*Excerpted passage*.
========================================================================

The first thing we will typically do is use the Ubuntu package manager apt to update the list of available packages and install newer versions of the packages we have. We can do this with:

root@4f7f9ce3da83:/# apt-get update
...
root@4f7f9ce3da83:/# apt-get upgrade
...

Note

On the second command, you may need to choose ‘Y’ to install the upgrades.

Install Required Packages

For our python script to work, we need to install python3:

root@4f7f9ce3da83:/# apt-get install python3.10-full python3-pip
...
root@4f7f9ce3da83:/# python3 --version
Python 3.10.12

An important question to ask is: Does this version match the version you are developing with on your local workstation? If not, make sure to install the correct version of python.

The next step is to install the dependencies for our code. In this case, we need to install the torch and torchvision packages from PyTorch. We are going to install version 2.5.1:

root@4f7f9ce3da83:/# pip install torch==2.5.1 torchvision==0.20.1 torchaudio==2.5.1 --index-url https://download.pytorch.org/whl/cu124

Install and Test Your Code

Since we are using a simple Python script, there is not a difficult install process. However, we can make it executable and add it to the user’s PATH.

root@4f7f9ce3da83:/# cd /code
root@4f7f9ce3da83:/code# chmod +rx image_classifier.py
root@4f7f9ce3da83:/code# export PATH=/code:$PATH

Now test with the following:

Yellow Labrador (Source: Wikipedia)

root@4f7f9ce3da83:/code# cd /home
root@4f7f9ce3da83:/home# which image_classifier.py
/code/image_classifier.py
root@4f7f9ce3da83:/home# image_classifier.py -h
usage: image_classifier.py [-h] image

positional arguments:
  image       the image to classify (str)

options:
  -h, --help  show this help message and exit
root@4f7f9ce3da83:/home# image_classifier.py /code/dog.jpg
Downloading: "https://download.pytorch.org/models/resnet101-cd907fc2.pth" to /root/.cache/torch/hub/checkpoints/resnet101-cd907fc2.pth
100%|████████████████████████████████████████████████████████████████████████████████████████████████| 171M/171M [00:01<00:00, 105MB/s]
Classifying /code/dog.jpg with ResNet101...

========================================================================

*Given material*.
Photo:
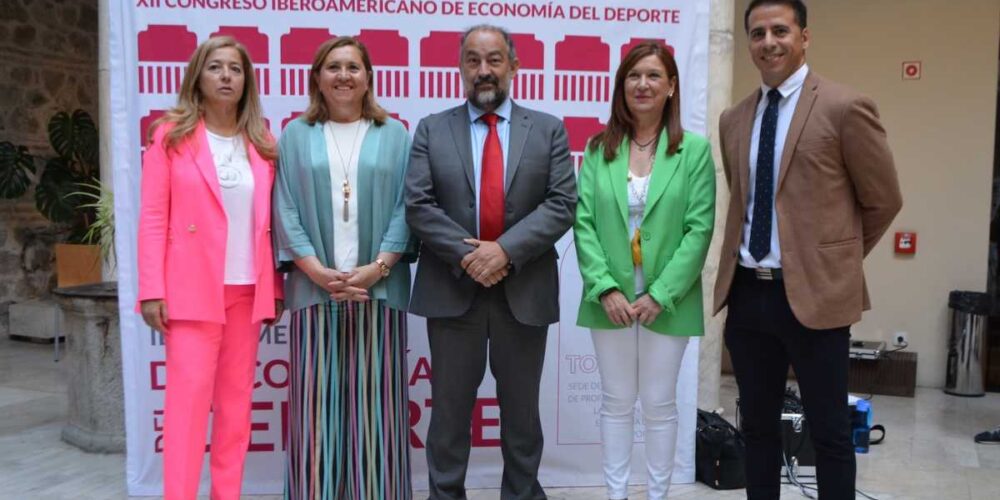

========================================================================

Reproduce the setup walkthrough verbatim from "root@4f7f9ce3da83:/# apt-get install" to "version of python.".

root@4f7f9ce3da83:/# apt-get install python3.10-full python3-pip
...
root@4f7f9ce3da83:/# python3 --version
Python 3.10.12

An important question to ask is: Does this version match the version you are developing with on your local workstation? If not, make sure to install the correct version of python.